## PROBLEM TO SOLVE
Present the following entries again, word for word and in full.

## MATERIAL SHOWN
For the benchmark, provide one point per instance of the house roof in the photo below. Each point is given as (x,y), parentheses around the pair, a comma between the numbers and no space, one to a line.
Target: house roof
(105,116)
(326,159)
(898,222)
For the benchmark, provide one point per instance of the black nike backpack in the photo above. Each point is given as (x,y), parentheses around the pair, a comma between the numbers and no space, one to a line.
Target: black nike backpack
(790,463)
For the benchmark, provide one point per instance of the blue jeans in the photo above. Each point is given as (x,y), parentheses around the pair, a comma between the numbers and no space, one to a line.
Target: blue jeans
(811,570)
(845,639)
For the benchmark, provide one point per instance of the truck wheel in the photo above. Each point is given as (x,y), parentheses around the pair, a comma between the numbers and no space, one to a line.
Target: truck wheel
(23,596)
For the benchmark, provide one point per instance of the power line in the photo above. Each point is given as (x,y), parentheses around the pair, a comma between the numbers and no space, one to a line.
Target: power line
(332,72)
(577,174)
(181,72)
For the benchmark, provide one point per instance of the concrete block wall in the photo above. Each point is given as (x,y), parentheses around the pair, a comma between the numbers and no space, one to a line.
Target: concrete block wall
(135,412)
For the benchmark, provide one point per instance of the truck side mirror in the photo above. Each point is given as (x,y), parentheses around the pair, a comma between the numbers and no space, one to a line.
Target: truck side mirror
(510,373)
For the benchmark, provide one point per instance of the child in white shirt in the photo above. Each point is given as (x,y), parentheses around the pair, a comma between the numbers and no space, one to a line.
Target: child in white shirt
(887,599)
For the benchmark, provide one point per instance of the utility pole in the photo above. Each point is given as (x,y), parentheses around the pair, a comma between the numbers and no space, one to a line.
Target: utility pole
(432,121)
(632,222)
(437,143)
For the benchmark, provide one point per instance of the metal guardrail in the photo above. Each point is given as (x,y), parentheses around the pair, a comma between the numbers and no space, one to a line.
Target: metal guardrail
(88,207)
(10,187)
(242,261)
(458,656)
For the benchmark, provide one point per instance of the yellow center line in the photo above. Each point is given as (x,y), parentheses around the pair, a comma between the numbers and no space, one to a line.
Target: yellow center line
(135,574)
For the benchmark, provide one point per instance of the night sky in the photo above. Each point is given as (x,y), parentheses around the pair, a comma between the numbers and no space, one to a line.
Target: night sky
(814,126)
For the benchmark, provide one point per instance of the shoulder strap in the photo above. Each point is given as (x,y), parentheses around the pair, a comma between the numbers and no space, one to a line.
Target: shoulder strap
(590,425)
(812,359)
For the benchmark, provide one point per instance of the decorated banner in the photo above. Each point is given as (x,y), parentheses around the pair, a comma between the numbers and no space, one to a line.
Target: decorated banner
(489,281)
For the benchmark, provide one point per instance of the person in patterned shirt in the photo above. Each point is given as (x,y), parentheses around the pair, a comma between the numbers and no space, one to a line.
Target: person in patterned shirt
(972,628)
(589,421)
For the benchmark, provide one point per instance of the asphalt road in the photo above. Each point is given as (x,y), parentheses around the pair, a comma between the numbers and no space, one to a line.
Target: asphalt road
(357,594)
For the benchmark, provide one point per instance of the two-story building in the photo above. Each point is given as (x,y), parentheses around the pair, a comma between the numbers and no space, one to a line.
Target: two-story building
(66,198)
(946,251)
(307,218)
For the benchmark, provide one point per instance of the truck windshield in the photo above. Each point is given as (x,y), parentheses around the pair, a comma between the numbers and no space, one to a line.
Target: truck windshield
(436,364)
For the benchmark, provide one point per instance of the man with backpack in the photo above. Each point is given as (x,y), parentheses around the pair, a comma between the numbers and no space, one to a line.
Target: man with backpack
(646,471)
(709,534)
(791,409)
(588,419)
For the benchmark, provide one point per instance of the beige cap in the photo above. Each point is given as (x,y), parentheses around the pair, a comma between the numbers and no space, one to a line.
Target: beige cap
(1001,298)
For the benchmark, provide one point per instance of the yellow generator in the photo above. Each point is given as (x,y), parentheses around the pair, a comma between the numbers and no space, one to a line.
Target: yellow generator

## EXERCISE OUTPUT
For the benchmark, provide one point per instance of the house roof in the photo below. Each point is given as (x,y), parentheses around the pair, a comma between the numbers and no space, one to a line.
Target: house roof
(105,116)
(326,159)
(898,222)
For the benchmark, provide one point per instance of the black nike backpack in the photo above. Each point is given as (x,y), parentheses around the pair, a comma between the numbers and no space, one to a line.
Target: black nike backpack
(790,463)
For the benchmark, provide one point per instance of the blue jeans in the photo above. Each point is given as (x,y), parentheses around the pair, a comma between the numbers and no space, one to a line.
Target: blue jeans
(811,570)
(845,639)
For the benchmark, provide one point per instance of the truck wheel in the photo above. Each point is given as (x,y), parentheses around the pair, a comma between the numbers and no space, one to a line.
Target: truck wheel
(23,596)
For the benchmark, provide one point per instance of the power line in the photo above. Each point is given as (x,y), parentheses around the pair, a comma between the numbers and no space, one to a line.
Target: power line
(332,72)
(577,174)
(181,72)
For the benchmark, provide one point per instance of the concrete block wall in the photo above. Each point is given as (x,y), parentheses around the pair, a comma between the numbers and no space, one to a line.
Target: concrete block wall
(135,412)
For the benchmark, provide one point per instance of the truck side mirror in the photo above. Each point is given as (x,y), parentheses around the pair, a comma between the numbers and no space, one to a line.
Target: truck side mirror
(510,373)
For the benchmark, provide one point per instance of the child in white shirt in the photo above. Each point is given as (x,y), parentheses around the pair, a comma between the numbers and no space, one to a line.
Target: child in white shirt
(887,599)
For the benchmark, provide one point per instance of the utility pole in the photo above. Each point is given as (x,y), parentheses around the pair, a comma between the numbers and no space, one to a line.
Target: utility pole
(432,121)
(632,222)
(437,143)
For the benchmark, provide one point per instance of the metal guardrail in the photo above. Each point is given as (x,y), parentheses around the pair, a comma between the numbers and no space, one to a line.
Target: metal guardrail
(88,207)
(10,187)
(242,261)
(458,656)
For the benchmark, provide one point per instance of the yellow center line in the photo above. Each point is given as (x,y), parentheses around the pair, a comma between the numbers and no space, one to a line.
Target: yellow center line
(135,574)
For the benchmark, provide one point per instance of the night sky in the photo above. Each point is given as (x,y), parentheses around the pair, a comma between the numbers and no space, one to a line.
Target: night sky
(814,126)
For the benchmark, provide one point per instance of the shoulder strap in the photo above. Each point is given as (x,y), parentheses around the pair, a comma between the numbers and no space, one to a line.
Target: shoulder strap
(590,425)
(812,359)
For the benchmark, provide one point per instance of the decorated banner in the photo above. Each point is given as (x,y), parentheses around the pair, a comma between the numbers and no space, one to a line.
Target: decorated banner
(489,281)
For the benchmark, provide one point per instance of the person in patterned shirt in the photo above. Each point is given as (x,y), parentheses around the pair, a comma between the numbers and no space, one to a line.
Target: person in patterned shirt
(972,628)
(589,421)
For the benchmark, provide one point per instance of the asphalt road in the photo above. Each point is given as (x,y), parentheses around the pair, a comma between the numbers and no space, one to a line.
Target: asphalt road
(357,594)
For the benchmark, provide one point per instance of the two-story building in the photo above. Each point is given as (x,y), parentheses around the pair, a comma between the numbers and no space, one to a line.
Target: two-story building
(66,198)
(946,251)
(307,218)
For the benchmark, provide one point per instance of the truck windshield in the photo above. Each point is given as (x,y), parentheses around the pair, a comma between the numbers and no space, one to a line.
Target: truck windshield
(436,364)
For the benchmark, provide one point per instance of the man with backpack in the photo above. Each point is given as (x,y), parentheses around the pair, a comma between the numbers and no space, one to a line.
Target: man with backpack
(646,471)
(709,534)
(791,409)
(588,419)
For the benchmark, provide one point per instance of the beige cap in the photo above. Each point is given as (x,y), parentheses around the pair, a comma between the numbers and no space, one to a line.
Target: beige cap
(1001,298)
For the benchmark, provide one point per instance of the yellow generator in the photo above. Each point is given as (x,y), parentheses around the pair, a comma between the numbers and no space, one to a line.
Target: yellow generator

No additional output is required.